■ EXTRACT
□ □ □ □

Bishop Fulton Sheen, some of you may remember, was one of the most renowned theologians in the 50’s and 60’s. He was especially famous for his weekly television program where Catholics throughout the land tuned in to hear his captivating words. With a great ability to reach vast audiences with clarity and a sense of humor, he taught his audience hundreds and hundreds of important lifelong lessons about our Catholic faith and living out of that faith in the world. He always prefaced his lesson with at least one story. The following is a sample of this.
A woman was speaking to her doctor about the head pain she was experiencing. “Do you have pain in your forehead?” he asked. “Yes.” “Do you have pain in the back of your head?” “Yes” she replied. “Do you feel pain on either side of your head?” he continued. “Very much!” the woman responded. To this the doctor responded, “Your halo is too tight!”
We often think we are wearinga halo. We are the “good” individual; others have faults and they certainly do not measure up to our “perfect” behavior. The perfect person that we are becomes the judge of others. But the Dalai Lama warns us about judging when he wrote: “People take different roads seeking fulfillment and happiness. Just because they’re not on your road doesn’t mean they’ve gotten lost.” If you scan internet you will see that many people have offered clever and memorable sayings that provide good advice for us on this topic of judging others. Here are some examples:
- Judging a person does not define who THEY are; it defines who YOU are,
- Why is it so many spend so much time pointing out the sins of others and not enough time living in the love of the Divine?

□ □ □ □

Collected data:
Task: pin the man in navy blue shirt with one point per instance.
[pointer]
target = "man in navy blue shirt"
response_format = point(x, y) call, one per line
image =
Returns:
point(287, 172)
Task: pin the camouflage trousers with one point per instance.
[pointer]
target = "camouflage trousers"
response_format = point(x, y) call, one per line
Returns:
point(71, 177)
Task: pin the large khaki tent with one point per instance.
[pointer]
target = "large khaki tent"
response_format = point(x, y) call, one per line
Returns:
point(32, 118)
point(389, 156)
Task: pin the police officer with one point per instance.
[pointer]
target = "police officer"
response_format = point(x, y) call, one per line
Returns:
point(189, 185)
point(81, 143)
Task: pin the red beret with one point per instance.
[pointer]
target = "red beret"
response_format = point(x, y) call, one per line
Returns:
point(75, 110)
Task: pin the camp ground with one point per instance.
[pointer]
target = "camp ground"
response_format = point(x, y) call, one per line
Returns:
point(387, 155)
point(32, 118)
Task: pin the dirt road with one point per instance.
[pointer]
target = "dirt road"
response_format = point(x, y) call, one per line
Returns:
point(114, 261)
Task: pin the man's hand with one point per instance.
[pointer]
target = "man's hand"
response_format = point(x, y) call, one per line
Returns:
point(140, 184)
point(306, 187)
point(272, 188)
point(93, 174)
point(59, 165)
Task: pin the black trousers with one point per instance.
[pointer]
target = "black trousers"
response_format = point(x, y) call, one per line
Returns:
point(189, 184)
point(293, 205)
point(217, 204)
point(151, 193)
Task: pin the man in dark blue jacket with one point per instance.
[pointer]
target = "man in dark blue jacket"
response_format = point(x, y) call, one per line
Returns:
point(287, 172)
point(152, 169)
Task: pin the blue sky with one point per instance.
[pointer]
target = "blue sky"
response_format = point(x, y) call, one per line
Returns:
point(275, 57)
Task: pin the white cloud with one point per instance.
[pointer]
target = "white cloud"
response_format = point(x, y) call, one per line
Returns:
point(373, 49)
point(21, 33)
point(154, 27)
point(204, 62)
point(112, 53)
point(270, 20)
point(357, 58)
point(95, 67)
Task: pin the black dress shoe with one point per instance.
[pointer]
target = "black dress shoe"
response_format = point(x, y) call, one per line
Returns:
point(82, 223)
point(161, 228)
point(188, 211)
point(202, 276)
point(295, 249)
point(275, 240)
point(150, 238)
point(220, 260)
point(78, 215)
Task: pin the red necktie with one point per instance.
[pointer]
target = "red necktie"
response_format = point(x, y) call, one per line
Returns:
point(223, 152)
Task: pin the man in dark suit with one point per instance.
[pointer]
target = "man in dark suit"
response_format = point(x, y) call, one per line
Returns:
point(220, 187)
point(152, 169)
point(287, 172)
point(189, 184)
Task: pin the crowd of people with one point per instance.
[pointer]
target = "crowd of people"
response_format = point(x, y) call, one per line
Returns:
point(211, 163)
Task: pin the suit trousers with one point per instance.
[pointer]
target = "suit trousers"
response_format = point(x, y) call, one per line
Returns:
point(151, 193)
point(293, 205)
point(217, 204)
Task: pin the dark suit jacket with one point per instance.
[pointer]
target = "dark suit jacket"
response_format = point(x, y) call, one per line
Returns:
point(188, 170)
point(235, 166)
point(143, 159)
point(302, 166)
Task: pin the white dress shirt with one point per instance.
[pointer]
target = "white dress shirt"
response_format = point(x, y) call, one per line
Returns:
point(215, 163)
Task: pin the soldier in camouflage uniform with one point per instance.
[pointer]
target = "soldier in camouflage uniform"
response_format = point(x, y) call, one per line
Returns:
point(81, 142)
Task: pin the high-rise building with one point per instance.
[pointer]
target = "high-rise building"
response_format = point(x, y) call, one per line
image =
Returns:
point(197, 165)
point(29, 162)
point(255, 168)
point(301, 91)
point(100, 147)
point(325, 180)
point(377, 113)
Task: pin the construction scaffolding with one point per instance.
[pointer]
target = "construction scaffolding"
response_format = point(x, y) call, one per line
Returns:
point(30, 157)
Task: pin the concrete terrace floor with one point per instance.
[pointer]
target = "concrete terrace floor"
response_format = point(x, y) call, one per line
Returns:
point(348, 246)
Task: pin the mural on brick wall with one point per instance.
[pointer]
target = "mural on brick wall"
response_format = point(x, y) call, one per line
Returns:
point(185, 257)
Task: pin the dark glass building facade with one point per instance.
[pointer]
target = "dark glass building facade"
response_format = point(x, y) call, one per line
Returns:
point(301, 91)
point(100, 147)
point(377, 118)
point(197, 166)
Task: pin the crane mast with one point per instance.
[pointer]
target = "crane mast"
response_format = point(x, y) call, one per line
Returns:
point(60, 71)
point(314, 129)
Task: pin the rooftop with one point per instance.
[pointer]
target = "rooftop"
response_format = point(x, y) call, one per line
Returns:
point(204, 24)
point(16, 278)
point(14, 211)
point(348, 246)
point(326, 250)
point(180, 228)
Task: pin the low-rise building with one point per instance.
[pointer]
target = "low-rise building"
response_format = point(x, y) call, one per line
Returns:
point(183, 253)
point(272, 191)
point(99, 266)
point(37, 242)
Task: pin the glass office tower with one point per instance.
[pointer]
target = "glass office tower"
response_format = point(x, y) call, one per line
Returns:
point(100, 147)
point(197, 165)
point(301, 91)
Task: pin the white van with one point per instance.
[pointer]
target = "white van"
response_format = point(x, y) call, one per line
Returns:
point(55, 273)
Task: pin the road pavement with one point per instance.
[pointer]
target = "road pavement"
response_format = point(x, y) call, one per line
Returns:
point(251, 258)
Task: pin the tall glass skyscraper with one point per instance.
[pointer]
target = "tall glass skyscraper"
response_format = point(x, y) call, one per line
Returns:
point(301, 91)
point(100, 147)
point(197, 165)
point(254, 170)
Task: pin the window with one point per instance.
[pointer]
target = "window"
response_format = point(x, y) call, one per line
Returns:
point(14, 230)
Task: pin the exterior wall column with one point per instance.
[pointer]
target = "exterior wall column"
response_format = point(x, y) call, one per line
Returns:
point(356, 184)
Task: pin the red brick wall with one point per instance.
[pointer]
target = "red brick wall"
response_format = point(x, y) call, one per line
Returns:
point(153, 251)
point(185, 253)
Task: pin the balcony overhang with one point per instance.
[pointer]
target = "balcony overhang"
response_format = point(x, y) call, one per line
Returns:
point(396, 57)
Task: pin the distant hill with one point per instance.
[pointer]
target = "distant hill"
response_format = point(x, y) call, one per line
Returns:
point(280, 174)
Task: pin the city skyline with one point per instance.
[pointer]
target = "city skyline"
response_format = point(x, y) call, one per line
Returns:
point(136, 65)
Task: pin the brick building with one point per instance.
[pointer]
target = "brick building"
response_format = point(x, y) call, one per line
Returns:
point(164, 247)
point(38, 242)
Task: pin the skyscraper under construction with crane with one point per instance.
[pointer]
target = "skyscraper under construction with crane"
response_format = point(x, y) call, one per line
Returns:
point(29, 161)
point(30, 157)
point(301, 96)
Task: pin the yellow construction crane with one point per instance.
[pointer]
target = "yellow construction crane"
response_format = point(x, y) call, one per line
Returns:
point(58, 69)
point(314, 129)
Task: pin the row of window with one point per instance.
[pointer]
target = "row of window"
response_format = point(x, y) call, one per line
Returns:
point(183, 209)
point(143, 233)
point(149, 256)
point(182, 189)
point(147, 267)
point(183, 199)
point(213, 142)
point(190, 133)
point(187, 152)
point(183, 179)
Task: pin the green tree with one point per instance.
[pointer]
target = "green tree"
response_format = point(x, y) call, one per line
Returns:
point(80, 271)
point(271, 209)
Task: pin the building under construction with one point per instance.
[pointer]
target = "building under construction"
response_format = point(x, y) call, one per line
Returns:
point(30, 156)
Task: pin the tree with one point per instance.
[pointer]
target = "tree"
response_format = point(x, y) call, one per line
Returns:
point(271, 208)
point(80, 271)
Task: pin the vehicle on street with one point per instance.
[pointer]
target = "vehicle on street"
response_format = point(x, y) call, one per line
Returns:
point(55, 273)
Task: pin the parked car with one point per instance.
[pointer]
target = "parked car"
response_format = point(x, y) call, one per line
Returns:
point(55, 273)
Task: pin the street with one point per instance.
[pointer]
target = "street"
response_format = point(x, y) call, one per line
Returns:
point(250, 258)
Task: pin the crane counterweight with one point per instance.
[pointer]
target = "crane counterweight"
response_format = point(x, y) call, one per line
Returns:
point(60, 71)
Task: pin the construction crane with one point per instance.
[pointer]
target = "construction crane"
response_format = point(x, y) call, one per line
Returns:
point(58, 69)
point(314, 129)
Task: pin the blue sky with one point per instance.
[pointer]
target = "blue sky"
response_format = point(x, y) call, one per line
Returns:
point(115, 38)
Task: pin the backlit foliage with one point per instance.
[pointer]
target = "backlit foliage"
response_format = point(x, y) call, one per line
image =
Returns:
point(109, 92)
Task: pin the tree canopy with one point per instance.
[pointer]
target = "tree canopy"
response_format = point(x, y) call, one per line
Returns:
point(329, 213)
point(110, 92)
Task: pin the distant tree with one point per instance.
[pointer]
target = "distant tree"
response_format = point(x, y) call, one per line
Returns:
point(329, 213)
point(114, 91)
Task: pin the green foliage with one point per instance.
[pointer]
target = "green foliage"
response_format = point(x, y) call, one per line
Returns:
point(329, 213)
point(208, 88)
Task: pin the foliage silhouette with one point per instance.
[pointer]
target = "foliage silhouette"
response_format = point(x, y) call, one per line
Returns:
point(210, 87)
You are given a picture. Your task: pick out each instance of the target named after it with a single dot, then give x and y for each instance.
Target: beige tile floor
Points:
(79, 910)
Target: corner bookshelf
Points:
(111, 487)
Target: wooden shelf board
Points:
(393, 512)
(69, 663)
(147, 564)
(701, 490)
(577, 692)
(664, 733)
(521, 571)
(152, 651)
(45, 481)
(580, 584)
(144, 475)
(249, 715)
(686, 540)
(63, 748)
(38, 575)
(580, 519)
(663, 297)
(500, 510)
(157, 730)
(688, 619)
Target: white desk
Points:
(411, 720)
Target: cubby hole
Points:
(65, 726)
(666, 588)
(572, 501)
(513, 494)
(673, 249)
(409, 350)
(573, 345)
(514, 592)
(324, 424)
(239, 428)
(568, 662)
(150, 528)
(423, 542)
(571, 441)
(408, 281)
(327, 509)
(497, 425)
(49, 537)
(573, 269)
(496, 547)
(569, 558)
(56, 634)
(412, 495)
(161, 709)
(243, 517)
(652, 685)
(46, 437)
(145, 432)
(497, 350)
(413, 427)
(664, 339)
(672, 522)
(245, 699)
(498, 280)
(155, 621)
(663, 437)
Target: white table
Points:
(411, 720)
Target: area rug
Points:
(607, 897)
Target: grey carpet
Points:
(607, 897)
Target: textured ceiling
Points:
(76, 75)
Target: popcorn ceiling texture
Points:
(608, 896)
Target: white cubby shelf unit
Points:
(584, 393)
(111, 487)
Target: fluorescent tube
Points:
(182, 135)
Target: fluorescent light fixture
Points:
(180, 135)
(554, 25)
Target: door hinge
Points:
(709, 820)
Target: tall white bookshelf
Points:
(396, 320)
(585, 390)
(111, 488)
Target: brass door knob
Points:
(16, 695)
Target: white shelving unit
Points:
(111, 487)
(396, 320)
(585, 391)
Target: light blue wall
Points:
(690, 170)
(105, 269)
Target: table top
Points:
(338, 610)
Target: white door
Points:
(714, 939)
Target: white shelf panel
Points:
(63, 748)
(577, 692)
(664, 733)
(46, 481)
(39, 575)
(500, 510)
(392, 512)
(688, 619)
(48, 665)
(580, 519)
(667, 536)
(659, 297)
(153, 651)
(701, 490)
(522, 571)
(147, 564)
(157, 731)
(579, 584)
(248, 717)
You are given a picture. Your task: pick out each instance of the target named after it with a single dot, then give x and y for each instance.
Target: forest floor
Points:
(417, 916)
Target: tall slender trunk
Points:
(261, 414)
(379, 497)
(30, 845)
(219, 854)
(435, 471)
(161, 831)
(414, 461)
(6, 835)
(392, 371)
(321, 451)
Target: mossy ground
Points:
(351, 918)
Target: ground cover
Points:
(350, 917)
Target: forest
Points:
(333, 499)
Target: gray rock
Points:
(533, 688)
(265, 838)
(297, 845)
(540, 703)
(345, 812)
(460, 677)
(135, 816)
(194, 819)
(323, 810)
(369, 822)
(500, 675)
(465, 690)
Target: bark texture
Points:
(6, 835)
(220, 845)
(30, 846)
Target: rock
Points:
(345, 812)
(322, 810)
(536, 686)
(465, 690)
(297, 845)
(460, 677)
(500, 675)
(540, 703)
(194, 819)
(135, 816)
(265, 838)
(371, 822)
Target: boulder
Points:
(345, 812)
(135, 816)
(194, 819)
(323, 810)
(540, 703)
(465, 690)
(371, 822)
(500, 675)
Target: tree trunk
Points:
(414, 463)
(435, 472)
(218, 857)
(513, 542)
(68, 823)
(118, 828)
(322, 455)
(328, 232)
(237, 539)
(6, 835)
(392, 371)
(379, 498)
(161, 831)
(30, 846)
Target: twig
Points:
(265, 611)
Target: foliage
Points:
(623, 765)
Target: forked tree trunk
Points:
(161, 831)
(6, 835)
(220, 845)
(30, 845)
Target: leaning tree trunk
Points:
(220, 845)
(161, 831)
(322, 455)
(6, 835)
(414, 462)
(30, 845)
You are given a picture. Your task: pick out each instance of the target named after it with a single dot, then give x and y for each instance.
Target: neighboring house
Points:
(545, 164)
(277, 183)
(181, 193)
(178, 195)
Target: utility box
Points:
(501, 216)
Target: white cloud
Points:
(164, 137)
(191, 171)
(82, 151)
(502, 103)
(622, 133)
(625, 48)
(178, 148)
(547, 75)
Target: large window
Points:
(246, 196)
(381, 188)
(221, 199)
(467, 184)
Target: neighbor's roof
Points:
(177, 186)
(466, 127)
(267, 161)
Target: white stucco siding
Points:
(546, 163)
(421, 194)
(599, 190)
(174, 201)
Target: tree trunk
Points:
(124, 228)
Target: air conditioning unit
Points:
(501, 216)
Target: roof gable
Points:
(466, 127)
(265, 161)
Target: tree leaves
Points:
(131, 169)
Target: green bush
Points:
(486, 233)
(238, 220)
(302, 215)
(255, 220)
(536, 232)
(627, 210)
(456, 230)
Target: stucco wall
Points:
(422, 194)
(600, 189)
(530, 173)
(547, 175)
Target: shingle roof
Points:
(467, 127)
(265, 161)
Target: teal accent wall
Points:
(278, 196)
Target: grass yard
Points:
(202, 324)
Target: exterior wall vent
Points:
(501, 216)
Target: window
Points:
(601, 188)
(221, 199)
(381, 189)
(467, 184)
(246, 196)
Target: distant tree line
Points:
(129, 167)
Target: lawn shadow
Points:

□ □ □ □

■ STUDY QUESTIONS
1. Print the section of the text about judging others that begins at the words "Bishop Fulton Sheen, some" and stops after the words "sample of this.".
2. In the text about judging others, what does the doctor tell the woman about her head pain?

■ TASK ANSWERS
1.
Bishop Fulton Sheen, some of you may remember, was one of the most renowned theologians in the 50’s and 60’s. He was especially famous for his weekly television program where Catholics throughout the land tuned in to hear his captivating words. With a great ability to reach vast audiences with clarity and a sense of humor, he taught his audience hundreds and hundreds of important lifelong lessons about our Catholic faith and living out of that faith in the world. He always prefaced his lesson with at least one story. The following is a sample of this.

2. He tells her, "Your halo is too tight!"